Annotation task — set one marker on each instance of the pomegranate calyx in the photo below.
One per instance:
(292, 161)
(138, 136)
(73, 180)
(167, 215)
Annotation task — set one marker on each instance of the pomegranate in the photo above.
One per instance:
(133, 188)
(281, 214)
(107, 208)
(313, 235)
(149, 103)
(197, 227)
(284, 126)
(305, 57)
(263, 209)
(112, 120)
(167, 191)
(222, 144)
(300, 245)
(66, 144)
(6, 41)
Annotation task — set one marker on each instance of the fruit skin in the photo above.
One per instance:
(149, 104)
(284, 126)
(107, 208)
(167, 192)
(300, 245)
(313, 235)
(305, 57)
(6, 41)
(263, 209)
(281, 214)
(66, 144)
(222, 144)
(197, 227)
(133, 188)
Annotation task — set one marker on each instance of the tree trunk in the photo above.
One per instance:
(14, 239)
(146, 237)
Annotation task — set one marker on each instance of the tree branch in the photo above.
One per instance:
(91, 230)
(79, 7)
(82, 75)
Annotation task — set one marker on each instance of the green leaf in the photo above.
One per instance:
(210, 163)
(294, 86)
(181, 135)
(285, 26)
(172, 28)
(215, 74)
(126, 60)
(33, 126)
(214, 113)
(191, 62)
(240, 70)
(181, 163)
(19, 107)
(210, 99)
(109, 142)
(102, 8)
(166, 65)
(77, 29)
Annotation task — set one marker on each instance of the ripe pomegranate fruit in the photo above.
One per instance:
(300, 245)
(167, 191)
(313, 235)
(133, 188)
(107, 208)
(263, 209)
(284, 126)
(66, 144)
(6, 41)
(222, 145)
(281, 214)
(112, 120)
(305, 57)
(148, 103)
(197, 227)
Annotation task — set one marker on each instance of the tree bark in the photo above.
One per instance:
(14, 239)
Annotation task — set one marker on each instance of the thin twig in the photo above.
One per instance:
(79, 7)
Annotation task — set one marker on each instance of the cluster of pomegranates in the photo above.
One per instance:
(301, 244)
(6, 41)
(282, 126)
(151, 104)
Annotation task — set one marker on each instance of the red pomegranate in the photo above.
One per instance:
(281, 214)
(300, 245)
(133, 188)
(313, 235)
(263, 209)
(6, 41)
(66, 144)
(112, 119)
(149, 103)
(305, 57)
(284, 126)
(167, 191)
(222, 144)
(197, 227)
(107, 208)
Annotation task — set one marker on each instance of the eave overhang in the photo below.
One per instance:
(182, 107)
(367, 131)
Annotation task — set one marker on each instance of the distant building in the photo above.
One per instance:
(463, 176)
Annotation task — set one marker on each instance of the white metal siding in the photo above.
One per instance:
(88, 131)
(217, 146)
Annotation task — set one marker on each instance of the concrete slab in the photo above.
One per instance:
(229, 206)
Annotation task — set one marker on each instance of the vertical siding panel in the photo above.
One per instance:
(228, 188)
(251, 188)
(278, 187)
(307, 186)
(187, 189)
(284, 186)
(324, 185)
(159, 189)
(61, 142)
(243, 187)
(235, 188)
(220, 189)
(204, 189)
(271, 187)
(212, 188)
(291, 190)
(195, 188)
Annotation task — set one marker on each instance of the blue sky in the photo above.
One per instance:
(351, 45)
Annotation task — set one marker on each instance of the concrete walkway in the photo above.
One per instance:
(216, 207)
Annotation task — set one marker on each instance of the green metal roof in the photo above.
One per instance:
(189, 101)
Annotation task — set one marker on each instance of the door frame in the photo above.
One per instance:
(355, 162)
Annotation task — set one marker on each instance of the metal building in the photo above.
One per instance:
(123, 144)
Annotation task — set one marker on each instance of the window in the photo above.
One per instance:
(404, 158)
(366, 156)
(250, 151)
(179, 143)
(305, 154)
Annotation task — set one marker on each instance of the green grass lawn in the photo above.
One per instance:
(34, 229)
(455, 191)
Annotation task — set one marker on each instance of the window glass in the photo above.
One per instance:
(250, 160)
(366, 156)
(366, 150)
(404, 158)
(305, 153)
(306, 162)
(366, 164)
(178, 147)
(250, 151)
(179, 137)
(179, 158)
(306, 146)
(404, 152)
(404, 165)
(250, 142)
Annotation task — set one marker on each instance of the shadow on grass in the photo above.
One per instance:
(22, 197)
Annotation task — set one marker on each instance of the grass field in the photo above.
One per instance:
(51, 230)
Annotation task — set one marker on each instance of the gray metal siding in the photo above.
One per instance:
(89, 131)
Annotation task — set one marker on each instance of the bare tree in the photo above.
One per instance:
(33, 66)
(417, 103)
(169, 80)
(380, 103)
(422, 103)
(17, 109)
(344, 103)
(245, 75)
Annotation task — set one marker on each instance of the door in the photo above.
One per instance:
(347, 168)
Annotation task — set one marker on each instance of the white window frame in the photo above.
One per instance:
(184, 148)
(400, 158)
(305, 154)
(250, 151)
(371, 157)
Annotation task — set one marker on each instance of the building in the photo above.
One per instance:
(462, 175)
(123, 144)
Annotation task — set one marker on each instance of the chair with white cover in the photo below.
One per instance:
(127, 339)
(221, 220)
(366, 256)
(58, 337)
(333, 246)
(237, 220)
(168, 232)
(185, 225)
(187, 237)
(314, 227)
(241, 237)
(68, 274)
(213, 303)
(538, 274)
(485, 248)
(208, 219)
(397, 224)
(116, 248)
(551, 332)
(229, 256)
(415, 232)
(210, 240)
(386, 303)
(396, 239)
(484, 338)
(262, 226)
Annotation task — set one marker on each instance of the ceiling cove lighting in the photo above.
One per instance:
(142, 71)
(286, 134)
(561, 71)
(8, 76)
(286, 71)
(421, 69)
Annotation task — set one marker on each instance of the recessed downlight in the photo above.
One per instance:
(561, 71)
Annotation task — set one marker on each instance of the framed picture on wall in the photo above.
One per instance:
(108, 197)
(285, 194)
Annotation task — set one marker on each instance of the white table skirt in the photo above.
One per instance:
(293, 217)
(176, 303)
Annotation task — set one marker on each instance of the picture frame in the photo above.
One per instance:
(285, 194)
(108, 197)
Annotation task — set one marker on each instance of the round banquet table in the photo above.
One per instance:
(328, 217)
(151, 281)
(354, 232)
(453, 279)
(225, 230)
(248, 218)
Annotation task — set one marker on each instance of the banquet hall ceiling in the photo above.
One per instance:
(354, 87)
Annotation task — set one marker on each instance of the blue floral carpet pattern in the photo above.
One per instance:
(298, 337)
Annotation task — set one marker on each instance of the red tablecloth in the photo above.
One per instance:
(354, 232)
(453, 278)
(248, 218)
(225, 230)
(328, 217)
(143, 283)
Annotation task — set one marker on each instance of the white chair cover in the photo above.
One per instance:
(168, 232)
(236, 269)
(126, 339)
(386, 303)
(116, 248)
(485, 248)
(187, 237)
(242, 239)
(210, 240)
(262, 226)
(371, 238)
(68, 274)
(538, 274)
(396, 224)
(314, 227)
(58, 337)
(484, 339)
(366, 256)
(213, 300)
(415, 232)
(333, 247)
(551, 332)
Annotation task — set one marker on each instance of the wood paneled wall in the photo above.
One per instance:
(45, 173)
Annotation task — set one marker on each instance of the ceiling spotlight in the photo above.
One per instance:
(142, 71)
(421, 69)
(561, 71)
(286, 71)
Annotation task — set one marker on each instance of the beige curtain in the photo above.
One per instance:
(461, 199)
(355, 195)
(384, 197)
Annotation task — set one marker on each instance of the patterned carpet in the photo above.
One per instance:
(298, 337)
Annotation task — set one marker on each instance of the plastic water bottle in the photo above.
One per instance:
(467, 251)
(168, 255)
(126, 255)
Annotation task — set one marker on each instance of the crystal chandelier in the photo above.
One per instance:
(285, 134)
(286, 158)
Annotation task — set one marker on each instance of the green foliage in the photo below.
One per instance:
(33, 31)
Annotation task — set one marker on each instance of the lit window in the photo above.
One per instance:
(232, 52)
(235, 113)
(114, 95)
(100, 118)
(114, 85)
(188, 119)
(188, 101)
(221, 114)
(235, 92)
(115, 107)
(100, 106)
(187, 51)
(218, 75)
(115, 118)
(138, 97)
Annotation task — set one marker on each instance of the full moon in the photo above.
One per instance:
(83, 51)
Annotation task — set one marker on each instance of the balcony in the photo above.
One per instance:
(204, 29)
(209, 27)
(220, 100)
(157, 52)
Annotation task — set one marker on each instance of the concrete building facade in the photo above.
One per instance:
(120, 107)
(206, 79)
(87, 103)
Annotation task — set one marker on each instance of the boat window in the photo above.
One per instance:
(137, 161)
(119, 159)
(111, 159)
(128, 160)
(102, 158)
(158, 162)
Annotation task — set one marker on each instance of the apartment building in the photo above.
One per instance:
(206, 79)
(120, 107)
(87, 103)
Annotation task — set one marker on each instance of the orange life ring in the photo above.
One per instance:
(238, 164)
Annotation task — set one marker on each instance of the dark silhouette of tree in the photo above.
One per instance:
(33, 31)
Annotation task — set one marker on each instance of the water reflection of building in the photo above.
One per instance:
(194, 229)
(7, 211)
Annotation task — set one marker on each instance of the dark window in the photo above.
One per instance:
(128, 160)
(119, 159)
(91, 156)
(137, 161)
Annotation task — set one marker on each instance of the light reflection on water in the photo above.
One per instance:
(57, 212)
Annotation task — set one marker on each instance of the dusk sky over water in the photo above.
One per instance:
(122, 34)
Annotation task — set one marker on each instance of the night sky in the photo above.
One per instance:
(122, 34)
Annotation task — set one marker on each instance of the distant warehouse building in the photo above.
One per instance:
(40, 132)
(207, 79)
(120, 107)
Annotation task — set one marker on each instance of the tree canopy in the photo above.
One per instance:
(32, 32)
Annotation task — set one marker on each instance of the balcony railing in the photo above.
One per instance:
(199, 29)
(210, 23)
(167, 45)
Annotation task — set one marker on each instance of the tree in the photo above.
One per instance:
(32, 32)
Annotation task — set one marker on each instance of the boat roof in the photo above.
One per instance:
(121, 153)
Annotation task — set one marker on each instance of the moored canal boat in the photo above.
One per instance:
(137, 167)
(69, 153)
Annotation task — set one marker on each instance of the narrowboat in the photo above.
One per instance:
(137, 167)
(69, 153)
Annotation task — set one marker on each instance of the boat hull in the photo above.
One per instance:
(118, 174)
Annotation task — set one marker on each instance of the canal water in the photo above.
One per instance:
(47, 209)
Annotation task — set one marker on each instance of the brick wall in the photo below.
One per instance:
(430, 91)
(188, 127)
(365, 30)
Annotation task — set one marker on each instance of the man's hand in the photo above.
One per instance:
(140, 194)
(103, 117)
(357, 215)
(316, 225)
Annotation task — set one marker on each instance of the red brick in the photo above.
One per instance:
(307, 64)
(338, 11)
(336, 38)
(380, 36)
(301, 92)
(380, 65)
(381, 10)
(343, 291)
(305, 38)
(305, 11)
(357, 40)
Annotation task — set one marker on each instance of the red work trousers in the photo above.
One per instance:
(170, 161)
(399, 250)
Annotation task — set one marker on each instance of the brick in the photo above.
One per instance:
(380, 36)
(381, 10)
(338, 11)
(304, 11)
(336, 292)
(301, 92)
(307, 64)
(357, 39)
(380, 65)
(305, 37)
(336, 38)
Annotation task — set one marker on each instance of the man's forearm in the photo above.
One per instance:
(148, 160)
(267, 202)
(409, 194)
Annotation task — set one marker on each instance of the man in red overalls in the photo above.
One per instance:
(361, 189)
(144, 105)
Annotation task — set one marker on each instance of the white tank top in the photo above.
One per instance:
==========
» Problem requirements: The reply is a bare number: how many lines above include "window".

» Answer to this task: 6